As to the accuracy of the method outlined above, it’ll work to within about 0.1* camber with a little practice and patience. That’s comparable to the thinnest available shim for GM front suspensions, and is about as good as you’re likely to get outside of a race shop. And with a small scale that’s graduated a little finer, say to 0.01”, you can work to about 0.05* camber and below 1/32” toe tolerances in still air (a breeze will move even a fairly taut thread around enough for an 0.01” scale to pick up and affect the toe reading).

As an update, eyes that now appreciate reading glasses for close work and a desire to simplify the math still further led me to fab up a caster-camber gauge that uses a dial indicator (around $30 plus the ~$35 dial indicator) in place of the C-square. Welding was held to an absolute minimum to avoid distortion, so it’ll never win any beauty contests. I can take some pics. In addition to being faster, a dial indicator caster-camber gauge is more accurate (not to mention being far easier to read). You can buy C-C gauges from the various circle track supply houses for about $130 US if you don’t feel up to the fabrication.

I also have a pair of cheapie lasers that project lines rather than spots that I haven’t used yet. My next DIY alignment equipment will be some arrangement of bracketry to mount these to the wheels such that the beam planes are parallel to the wheel planes. Then I’ll be able to leave the parallel strings in the toolbox unless I’m investigating thrust angle.

If your measurements are reasonably close to your desired settings, the sequence of adjusting a suspension that has one adjustment directly inboard of the balljoint is camber, caster, and finally toe. Then go back and check everything. This does get easier with a little practice.

There is a mathematical solution for setting caster and camber in one shot, though you need to know precisely where all the pivot point centers are in 3-D space relative to one another and how the adjustment moves them (likely at some skew angle). Sometime I may attempt a spreadsheet solution, but it's not a current priority. And you still need to go back and check.

Norm

Records of labeled points:
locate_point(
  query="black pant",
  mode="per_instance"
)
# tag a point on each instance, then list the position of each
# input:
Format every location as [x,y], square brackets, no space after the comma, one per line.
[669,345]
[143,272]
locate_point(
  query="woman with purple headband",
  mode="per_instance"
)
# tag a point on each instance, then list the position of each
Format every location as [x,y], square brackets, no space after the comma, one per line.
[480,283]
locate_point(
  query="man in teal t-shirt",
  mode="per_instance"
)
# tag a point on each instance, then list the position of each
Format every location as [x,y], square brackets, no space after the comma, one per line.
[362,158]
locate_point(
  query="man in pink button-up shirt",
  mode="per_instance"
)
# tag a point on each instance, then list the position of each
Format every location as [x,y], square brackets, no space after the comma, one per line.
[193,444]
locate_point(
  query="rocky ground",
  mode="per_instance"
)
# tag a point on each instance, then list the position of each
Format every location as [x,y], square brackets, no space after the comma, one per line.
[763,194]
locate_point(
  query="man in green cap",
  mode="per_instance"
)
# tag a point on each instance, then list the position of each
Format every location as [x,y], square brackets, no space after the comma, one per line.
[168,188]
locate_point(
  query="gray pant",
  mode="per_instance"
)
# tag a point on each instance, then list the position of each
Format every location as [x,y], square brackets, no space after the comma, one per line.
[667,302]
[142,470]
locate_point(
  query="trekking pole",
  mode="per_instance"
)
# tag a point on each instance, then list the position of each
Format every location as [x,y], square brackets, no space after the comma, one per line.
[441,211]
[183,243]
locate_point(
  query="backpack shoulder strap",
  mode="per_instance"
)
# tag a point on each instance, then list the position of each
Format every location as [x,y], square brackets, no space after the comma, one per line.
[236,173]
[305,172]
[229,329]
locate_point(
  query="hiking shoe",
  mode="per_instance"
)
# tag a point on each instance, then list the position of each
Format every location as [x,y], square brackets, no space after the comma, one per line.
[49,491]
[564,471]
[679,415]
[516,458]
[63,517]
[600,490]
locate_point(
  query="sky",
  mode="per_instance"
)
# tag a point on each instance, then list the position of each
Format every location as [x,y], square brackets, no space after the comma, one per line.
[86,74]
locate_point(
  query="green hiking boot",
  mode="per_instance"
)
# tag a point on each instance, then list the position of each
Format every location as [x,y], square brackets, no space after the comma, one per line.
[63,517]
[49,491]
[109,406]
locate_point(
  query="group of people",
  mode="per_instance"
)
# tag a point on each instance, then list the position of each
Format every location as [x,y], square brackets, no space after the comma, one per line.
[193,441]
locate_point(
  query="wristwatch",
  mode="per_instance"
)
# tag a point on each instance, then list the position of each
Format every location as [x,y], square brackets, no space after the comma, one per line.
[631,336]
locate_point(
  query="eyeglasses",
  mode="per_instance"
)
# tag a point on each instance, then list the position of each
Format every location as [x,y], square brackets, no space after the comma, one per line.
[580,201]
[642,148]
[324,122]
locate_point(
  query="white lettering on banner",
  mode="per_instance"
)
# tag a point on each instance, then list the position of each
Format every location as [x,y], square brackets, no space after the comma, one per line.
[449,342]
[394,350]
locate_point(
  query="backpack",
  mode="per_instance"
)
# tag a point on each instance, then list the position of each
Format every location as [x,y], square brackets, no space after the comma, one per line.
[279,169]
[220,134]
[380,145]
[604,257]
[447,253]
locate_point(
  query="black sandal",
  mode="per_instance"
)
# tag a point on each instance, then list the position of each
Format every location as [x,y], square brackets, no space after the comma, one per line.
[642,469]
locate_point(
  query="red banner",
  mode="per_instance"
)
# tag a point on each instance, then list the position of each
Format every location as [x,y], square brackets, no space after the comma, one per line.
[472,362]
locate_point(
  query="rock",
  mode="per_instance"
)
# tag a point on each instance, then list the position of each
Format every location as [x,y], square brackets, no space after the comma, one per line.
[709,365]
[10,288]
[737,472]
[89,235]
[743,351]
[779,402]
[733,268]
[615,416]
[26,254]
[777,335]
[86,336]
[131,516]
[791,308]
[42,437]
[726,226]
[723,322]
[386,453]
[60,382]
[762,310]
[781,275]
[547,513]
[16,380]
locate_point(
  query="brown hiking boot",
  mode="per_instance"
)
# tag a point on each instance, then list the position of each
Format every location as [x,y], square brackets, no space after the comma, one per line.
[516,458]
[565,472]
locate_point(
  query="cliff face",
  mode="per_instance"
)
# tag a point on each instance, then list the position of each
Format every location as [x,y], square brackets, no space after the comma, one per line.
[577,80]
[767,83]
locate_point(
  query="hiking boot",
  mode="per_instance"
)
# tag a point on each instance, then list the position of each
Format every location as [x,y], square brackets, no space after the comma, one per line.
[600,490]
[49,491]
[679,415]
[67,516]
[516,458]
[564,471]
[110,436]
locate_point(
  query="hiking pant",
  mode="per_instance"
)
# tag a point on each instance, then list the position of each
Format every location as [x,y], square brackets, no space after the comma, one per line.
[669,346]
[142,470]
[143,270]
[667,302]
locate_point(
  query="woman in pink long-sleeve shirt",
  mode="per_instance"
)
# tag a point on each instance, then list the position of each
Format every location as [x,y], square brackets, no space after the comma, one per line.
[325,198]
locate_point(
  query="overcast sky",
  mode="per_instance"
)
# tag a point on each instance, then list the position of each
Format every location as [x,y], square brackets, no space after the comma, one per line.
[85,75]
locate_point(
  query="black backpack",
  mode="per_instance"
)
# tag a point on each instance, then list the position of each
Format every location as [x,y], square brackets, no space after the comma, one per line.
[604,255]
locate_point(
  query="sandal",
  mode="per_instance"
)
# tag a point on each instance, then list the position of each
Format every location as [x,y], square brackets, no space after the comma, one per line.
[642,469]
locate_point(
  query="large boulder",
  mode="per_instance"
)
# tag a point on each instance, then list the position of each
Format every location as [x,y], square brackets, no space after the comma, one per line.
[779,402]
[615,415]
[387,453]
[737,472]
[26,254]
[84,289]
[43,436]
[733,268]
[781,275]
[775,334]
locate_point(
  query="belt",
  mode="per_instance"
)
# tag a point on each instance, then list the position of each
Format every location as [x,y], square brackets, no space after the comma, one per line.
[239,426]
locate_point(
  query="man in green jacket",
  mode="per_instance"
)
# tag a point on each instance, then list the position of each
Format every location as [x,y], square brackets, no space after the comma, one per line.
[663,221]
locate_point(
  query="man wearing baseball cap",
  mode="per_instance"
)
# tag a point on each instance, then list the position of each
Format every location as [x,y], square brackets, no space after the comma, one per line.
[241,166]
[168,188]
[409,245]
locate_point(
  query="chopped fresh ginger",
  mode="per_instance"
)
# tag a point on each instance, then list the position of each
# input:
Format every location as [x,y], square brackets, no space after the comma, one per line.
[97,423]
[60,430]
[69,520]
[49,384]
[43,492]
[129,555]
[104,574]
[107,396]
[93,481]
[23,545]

Problem set:
[a] Condense the paragraph of the alignment post that begins "As an update, eyes that now appreciate" into a short bulleted list that keeps its main facts.
[b] Output the passage of the alignment post from "I also have" up to and including "a little practice.".
[c] According to the alignment post, why does working to the finer camber and toe tolerances with an 0.01” scale call for still air?

Responses for each task:
[a]
- Needing reading glasses for close work and wanting simpler math, the writer built a caster-camber gauge with a dial indicator in place of the C-square.
- It cost around $30, plus about $35 for the dial indicator.
- Welding was kept to a minimum to avoid distortion, so the gauge looks rough. Pictures can be taken.
- A dial indicator caster-camber gauge is faster, more accurate and far easier to read.
- Ready-made gauges sell for about $130 US from circle track supply houses.

[b]
I also have a pair of cheapie lasers that project lines rather than spots that I haven’t used yet. My next DIY alignment equipment will be some arrangement of bracketry to mount these to the wheels such that the beam planes are parallel to the wheel planes. Then I’ll be able to leave the parallel strings in the toolbox unless I’m investigating thrust angle.

If your measurements are reasonably close to your desired settings, the sequence of adjusting a suspension that has one adjustment directly inboard of the balljoint is camber, caster, and finally toe. Then go back and check everything. This does get easier with a little practice.

[c] A breeze moves even a fairly taut thread enough for an 0.01” scale to pick up. That movement affects the toe reading.